**Your assignment:** Quote each record exactly, please, leaving none out.

Stored data:

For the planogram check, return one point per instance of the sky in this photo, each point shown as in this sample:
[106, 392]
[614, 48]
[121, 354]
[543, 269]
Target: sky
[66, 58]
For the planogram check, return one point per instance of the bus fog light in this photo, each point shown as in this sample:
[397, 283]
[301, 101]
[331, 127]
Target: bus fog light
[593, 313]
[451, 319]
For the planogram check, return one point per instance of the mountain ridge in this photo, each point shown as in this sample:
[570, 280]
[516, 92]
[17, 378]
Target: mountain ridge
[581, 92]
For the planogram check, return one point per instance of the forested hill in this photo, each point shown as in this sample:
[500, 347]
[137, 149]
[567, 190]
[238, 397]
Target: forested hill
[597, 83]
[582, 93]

**Reply:**
For the planogram check, return one point per instance of the sky in this photo, each point shown as in this sample:
[106, 392]
[614, 48]
[121, 354]
[543, 269]
Target: sky
[66, 58]
For the planogram check, return one point per instance of the bus fog light in this photo, each point shown as in this sample:
[397, 283]
[301, 101]
[331, 127]
Target: bus fog light
[593, 313]
[451, 319]
For the planogram check, return one point per instance of the mountain ridge in this photo, each point shown as in this sample:
[570, 280]
[516, 92]
[17, 378]
Target: mountain ridge
[581, 92]
For the planogram check, return one point per instance of the forested hill in this photo, each point shown as in this sample:
[500, 347]
[137, 149]
[567, 190]
[238, 397]
Target: forested hill
[597, 83]
[582, 93]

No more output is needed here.